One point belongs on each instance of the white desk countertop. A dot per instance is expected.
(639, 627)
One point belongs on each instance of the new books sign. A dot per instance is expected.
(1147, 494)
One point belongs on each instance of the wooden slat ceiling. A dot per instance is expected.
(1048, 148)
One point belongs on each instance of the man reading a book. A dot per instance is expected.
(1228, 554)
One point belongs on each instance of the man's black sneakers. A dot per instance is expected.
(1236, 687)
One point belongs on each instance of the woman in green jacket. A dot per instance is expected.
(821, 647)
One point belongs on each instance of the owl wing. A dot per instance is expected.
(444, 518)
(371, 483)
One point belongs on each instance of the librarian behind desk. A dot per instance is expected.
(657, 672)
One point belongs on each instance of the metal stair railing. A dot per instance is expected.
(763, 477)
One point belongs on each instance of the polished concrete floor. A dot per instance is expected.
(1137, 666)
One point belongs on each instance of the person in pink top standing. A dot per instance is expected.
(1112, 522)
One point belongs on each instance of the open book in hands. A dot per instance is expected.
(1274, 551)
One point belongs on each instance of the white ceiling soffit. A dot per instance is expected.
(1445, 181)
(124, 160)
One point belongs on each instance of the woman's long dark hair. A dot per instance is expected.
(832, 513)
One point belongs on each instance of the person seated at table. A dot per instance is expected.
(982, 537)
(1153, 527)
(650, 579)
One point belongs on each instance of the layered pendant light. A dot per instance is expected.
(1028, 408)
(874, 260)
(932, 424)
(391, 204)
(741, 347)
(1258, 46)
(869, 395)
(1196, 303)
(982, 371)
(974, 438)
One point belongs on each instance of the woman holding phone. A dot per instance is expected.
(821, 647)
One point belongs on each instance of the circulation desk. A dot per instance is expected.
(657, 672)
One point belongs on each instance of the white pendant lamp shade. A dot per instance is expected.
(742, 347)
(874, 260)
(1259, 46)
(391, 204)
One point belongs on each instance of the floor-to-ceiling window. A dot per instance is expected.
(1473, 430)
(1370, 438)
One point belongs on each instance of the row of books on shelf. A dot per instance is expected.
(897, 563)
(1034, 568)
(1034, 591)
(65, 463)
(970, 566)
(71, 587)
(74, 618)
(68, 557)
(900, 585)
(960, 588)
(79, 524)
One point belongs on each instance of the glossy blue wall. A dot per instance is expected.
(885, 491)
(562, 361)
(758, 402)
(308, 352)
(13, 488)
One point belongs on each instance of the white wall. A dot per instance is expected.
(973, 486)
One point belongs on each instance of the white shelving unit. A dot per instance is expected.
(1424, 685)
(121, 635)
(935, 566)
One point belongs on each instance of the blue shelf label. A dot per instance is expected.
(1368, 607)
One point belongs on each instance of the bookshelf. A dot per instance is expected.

———

__What is needed__
Retype the material above, line by line, exactly.

__Reply__
One point belongs on each instance of the white desk countertop. A dot per instance is expected.
(639, 627)
One point belongs on each instance of the new books sign. A dot per instance is expected.
(1147, 494)
One point belongs on each instance of the wooden slat ceiling. A dot per instance is expected.
(1048, 148)
One point belongs on each instance of the man reading a book. A dot per instance is expected.
(1228, 554)
One point belongs on each instance of the man's black sneakers. A dot per instance is expected.
(1236, 687)
One point belongs on each instance of the woman in green jacket. A dot per instance is expected.
(821, 647)
One point belongs on each instance of the owl wing. A dot per instance is expected.
(444, 518)
(371, 483)
One point belongs on each instance of the librarian behind desk. A dot per instance is expected.
(657, 672)
One point belongs on each instance of the metal stair railing. A dot per instance is expected.
(763, 477)
One point belongs on each instance of the polished concrete floor. A dot per instance is expected.
(1137, 666)
One point belongs on each instance of the person in pink top standing. A dot per instance is expected.
(1112, 522)
One point belongs on each instance of the open book in hands. A dot per instance is expected.
(1274, 551)
One point belongs on each instance of the white ceiling soffit. A dot per instance is expected.
(1445, 181)
(124, 160)
One point belongs on each instance of the woman's long dark hair. A dot per instance is expected.
(832, 513)
One point belongs on each instance of the person seated at table. A dot per instance is expected.
(982, 537)
(1153, 527)
(650, 579)
One point belongs on each instance of the layered pendant light. A dot per instance is expected.
(1028, 408)
(874, 260)
(932, 424)
(391, 204)
(741, 347)
(1258, 46)
(869, 395)
(1196, 303)
(982, 371)
(974, 438)
One point belongs on each instance of the woman holding phone. A dot per instance is expected.
(821, 647)
One point belongs on each instance of the circulation desk. A dot per instance is expected.
(657, 672)
One point belongs on each instance of the white pendant lamp shade. A dot per instance is expected.
(742, 347)
(874, 260)
(1259, 46)
(391, 204)
One point belongs on each instance of the floor-to-ceiling window. A dot per instance is expected.
(1473, 430)
(1370, 438)
One point belongs on each instance of the row of books on shelf. A dot per instance is expected.
(897, 563)
(1034, 568)
(1034, 591)
(65, 463)
(970, 566)
(71, 587)
(74, 618)
(68, 557)
(900, 585)
(960, 588)
(79, 524)
One point belongs on each instance of the glossy blue wall. A dot per instance is expected.
(885, 491)
(562, 361)
(758, 402)
(308, 352)
(13, 488)
One point belongs on each instance of the white wall. A dot per instance is expected.
(973, 486)
One point belongs on each instance of the white shelving unit. A dot per instance is expected.
(1424, 685)
(121, 635)
(935, 566)
One point belongs on each instance of the blue shelf label. A dot per instance is expected.
(1368, 607)
One point belongs on each instance of the bookshelf. A dot per instance is expected.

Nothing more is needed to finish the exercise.